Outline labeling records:
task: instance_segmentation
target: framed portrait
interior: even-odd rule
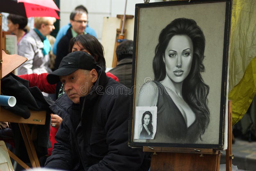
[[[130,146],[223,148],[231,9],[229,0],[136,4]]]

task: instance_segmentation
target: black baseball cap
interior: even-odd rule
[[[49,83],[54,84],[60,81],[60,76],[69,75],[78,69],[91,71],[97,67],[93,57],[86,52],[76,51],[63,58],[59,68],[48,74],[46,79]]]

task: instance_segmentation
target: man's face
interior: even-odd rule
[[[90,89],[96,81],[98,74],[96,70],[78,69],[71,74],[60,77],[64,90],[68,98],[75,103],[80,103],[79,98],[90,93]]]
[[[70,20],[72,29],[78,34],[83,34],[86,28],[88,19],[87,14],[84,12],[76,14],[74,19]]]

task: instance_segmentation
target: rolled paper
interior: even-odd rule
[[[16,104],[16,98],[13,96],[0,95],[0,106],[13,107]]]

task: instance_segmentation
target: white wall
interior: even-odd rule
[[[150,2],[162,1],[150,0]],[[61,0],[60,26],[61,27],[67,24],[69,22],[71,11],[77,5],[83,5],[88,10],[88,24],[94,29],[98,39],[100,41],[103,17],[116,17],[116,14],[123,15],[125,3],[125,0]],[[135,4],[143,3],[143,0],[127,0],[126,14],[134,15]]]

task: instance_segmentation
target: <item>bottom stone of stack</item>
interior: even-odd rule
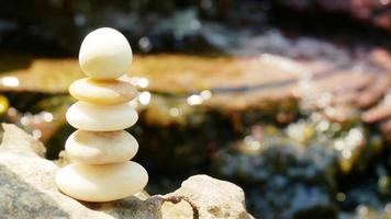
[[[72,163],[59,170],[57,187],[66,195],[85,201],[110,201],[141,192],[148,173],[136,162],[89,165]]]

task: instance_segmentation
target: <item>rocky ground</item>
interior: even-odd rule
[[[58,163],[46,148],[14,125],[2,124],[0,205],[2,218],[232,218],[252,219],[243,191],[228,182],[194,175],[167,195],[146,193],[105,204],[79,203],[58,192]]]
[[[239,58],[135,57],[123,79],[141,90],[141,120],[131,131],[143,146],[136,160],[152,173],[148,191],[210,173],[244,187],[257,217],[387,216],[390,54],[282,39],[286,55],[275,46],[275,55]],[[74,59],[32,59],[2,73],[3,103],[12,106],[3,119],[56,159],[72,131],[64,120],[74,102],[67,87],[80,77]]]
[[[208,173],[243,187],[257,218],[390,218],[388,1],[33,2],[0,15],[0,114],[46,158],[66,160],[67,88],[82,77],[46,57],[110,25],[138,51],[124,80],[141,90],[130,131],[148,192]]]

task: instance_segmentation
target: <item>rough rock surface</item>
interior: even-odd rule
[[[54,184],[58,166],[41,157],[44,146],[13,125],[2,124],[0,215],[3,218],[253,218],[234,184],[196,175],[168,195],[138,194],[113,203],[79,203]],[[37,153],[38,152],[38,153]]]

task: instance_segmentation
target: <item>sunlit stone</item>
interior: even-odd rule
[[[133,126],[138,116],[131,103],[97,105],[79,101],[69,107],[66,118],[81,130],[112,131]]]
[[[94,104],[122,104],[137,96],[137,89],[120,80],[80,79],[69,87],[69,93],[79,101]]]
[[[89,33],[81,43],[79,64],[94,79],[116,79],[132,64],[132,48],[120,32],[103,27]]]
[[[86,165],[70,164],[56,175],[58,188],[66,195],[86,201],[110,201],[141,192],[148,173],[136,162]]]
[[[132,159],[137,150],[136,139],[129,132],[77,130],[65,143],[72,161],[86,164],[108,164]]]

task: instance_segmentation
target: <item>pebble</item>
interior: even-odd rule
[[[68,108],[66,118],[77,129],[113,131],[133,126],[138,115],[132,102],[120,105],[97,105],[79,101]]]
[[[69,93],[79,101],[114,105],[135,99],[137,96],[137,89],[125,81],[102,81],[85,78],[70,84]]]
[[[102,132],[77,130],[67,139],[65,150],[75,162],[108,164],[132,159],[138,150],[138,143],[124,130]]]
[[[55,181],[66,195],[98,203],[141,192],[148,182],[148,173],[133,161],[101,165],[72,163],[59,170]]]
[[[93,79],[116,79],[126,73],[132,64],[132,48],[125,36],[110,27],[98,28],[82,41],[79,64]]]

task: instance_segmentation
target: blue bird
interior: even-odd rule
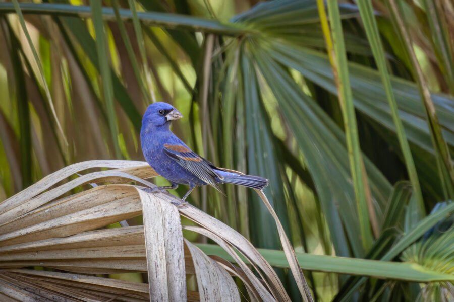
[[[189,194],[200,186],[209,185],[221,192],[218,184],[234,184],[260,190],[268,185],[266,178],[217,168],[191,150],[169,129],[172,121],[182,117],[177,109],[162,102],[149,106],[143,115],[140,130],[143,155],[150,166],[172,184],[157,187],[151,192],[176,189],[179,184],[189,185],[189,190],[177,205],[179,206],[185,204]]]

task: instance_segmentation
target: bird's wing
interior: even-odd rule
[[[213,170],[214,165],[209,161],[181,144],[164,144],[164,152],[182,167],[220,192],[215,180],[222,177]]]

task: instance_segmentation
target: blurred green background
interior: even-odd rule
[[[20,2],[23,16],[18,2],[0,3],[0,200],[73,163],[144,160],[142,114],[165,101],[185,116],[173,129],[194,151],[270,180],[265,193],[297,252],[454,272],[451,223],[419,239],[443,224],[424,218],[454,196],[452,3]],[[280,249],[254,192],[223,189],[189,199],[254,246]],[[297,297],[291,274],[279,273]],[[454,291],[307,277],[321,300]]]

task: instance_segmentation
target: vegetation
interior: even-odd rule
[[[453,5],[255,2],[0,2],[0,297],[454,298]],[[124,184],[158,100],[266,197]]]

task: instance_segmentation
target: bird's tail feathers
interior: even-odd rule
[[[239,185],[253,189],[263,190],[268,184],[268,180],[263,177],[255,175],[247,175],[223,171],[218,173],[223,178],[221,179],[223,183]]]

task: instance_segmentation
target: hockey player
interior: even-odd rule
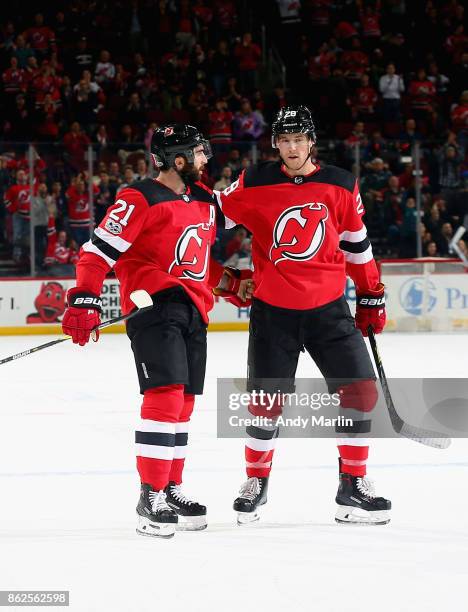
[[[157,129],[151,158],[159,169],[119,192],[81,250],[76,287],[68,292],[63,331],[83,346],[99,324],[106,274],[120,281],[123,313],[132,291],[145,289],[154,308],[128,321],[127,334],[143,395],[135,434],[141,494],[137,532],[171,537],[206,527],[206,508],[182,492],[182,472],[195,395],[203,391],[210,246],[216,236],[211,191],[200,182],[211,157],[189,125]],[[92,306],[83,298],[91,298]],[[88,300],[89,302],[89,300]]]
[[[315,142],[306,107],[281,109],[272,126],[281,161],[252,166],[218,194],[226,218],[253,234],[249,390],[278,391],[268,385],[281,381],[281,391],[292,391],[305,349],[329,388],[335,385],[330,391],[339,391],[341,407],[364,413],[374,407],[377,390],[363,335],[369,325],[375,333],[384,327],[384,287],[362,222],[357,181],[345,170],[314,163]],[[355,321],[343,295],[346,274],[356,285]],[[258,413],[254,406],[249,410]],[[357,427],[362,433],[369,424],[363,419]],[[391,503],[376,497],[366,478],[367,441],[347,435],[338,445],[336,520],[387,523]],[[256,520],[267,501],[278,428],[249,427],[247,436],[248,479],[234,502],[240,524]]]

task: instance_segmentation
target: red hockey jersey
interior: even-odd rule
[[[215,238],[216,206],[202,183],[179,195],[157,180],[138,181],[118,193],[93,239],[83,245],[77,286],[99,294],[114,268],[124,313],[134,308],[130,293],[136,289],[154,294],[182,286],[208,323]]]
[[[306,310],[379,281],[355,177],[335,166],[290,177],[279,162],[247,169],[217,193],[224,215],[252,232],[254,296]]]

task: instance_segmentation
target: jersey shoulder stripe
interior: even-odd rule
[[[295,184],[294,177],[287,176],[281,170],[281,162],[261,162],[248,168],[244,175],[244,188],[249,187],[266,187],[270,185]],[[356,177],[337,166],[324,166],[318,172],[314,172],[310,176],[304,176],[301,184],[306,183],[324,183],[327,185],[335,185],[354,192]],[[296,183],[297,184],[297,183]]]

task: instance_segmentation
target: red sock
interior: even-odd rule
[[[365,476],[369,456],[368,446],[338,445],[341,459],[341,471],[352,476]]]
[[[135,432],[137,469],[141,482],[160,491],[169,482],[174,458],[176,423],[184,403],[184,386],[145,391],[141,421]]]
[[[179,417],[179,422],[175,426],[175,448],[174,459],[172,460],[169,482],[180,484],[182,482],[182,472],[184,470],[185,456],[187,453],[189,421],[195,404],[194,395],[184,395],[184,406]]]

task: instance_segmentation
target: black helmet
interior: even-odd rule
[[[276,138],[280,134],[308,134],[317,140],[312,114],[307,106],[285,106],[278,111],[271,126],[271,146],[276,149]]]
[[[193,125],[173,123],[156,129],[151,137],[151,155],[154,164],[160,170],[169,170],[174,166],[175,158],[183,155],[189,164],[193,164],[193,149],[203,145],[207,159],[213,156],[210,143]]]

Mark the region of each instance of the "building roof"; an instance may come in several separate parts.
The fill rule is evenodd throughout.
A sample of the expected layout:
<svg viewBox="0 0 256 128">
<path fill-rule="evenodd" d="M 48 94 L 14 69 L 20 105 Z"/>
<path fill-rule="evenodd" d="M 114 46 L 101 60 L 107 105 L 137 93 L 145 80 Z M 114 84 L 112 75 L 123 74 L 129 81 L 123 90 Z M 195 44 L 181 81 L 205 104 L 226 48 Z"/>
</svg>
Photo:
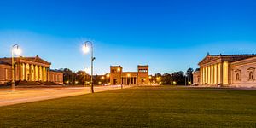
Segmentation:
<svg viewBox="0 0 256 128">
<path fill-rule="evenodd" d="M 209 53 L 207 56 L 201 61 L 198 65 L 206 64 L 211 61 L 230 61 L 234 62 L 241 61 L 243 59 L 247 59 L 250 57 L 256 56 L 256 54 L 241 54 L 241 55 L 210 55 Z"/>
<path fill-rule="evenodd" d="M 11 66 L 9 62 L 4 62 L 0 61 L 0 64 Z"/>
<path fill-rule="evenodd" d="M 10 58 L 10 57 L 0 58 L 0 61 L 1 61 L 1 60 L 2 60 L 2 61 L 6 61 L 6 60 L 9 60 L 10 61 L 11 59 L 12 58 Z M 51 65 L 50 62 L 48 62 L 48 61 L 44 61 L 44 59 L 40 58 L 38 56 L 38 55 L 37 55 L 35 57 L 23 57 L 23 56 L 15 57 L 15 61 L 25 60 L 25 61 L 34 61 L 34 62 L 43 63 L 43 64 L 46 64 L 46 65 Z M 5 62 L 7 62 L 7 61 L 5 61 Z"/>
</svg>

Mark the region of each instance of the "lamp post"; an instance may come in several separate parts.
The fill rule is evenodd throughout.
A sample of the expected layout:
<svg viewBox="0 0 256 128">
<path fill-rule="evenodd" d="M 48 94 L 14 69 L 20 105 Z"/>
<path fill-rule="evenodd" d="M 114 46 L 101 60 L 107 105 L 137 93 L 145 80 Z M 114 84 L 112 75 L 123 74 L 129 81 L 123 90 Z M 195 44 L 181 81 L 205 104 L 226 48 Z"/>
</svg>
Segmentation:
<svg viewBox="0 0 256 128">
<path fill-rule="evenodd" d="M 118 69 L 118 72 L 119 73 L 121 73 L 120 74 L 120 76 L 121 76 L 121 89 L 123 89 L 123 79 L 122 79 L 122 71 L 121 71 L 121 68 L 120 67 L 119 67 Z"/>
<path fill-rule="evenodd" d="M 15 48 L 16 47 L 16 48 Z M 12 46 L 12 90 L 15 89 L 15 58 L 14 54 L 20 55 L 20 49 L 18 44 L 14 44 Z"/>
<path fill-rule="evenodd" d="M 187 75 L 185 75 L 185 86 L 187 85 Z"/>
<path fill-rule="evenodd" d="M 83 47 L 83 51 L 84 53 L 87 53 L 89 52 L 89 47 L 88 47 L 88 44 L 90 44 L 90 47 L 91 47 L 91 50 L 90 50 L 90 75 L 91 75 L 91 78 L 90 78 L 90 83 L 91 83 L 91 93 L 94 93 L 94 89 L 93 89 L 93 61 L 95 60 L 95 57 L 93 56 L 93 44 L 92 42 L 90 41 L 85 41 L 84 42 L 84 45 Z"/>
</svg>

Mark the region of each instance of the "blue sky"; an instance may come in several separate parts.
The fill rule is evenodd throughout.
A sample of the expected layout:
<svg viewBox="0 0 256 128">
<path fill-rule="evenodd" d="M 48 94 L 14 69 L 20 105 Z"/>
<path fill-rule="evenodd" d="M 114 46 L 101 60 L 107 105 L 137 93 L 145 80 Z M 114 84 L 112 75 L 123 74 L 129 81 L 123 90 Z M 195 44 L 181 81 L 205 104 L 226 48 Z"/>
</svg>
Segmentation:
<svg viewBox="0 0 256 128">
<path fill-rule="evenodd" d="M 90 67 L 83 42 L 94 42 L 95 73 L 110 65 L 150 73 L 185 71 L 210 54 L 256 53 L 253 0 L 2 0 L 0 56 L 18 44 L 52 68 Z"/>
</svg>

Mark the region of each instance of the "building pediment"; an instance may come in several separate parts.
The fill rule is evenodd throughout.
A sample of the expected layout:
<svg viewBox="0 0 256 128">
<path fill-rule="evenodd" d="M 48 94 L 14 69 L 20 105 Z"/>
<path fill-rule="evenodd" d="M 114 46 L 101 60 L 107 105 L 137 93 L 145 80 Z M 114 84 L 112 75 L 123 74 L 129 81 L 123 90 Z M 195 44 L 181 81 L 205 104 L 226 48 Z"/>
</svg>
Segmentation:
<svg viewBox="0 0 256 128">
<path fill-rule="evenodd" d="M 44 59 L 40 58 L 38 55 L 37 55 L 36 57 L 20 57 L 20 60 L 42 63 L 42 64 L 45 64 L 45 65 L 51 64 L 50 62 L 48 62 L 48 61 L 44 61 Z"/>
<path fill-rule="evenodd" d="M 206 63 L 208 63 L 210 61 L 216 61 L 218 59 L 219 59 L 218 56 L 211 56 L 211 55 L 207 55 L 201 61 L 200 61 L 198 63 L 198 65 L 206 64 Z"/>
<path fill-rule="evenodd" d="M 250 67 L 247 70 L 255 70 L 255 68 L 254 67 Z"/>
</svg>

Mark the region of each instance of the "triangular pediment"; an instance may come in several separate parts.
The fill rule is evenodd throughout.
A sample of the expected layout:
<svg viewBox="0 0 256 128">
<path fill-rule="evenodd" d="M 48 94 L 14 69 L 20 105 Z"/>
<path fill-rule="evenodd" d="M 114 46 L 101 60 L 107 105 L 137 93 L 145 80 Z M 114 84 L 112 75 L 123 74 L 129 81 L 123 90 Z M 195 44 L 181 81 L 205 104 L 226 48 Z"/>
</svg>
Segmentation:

Your task: In the records from their first line through the line containing "[[[130,146],[223,148],[231,9],[229,0],[136,4]]]", rename "framed portrait" as "framed painting" and leave everything else unchanged. Omit the picture from your answer.

Written reply:
task: instance_segmentation
target: framed painting
interior: even-odd rule
[[[130,146],[223,148],[231,9],[229,0],[136,4]]]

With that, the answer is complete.